-- begin ENTRIES PROVIDED --

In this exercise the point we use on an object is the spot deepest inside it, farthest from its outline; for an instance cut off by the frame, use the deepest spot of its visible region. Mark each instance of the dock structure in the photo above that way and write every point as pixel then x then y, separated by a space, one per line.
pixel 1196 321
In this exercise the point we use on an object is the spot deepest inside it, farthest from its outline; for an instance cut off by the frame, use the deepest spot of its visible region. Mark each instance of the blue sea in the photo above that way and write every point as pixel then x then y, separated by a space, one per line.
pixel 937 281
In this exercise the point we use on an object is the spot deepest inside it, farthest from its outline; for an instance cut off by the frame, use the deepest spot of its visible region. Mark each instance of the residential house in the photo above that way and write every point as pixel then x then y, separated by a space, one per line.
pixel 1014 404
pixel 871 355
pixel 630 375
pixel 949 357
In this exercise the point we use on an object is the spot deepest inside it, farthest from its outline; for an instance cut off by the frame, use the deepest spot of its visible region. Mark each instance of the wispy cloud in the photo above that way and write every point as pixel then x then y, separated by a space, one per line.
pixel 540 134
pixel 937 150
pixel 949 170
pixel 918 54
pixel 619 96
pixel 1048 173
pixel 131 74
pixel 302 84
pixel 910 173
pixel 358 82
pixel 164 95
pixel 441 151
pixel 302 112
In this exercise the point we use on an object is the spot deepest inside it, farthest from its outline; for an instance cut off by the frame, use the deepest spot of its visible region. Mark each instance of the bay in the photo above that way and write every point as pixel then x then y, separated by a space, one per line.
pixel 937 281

-- end ENTRIES PROVIDED --

◆ SET TASK
Return all of the lines above unchanged, character for character.

◆ COMPLETE RESPONSE
In this exercise the point we use on an object is the spot deepest inside it, farthest from its outline; for an instance cut off by the frame, use the deepest spot of its visible region. Mark each instance of the dock structure in the photo above that way and write every point as pixel then x then y, separated by a space, one per line.
pixel 1196 321
In this exercise the point we use on an object is the spot deepest inside it, farthest from its outline; for an instance cut off by the frame, use the deepest spot of its visible region. Mark each instance of the blue sea in the photo above that way and write every point as pixel then x then y, separated by a space, one per line.
pixel 937 281
In this exercise the point we use on an object is the spot deepest inside it, farthest from its outline; for an instance cut off by the frame, use the deepest spot of its visible region. Mark each instance of the residential house in the photo above that way and write every point as pixel then x then y, separated by a space, one per line.
pixel 1014 404
pixel 871 355
pixel 630 375
pixel 949 357
In this exercise the point we use on an object is the spot deepest inside it, farthest from its outline; for an instance cut off by the frame, use the deepest spot of its visible region. Mark each instance of the wispy cloud in the photo above that way and write every point as pixel then x then y, separated by a space, one per line.
pixel 540 134
pixel 937 150
pixel 949 170
pixel 918 54
pixel 619 96
pixel 1048 173
pixel 131 74
pixel 302 84
pixel 910 173
pixel 358 82
pixel 164 95
pixel 441 151
pixel 302 112
In this exercise the point we use on an object is the spot deepest inside it, farthest from its outline; for an instance cut off by the frame, use the deepest spot of its visible region. Mark each instance of the bay in the photo above that way and write every point as pixel then x then y, separated by a space, one per line.
pixel 937 281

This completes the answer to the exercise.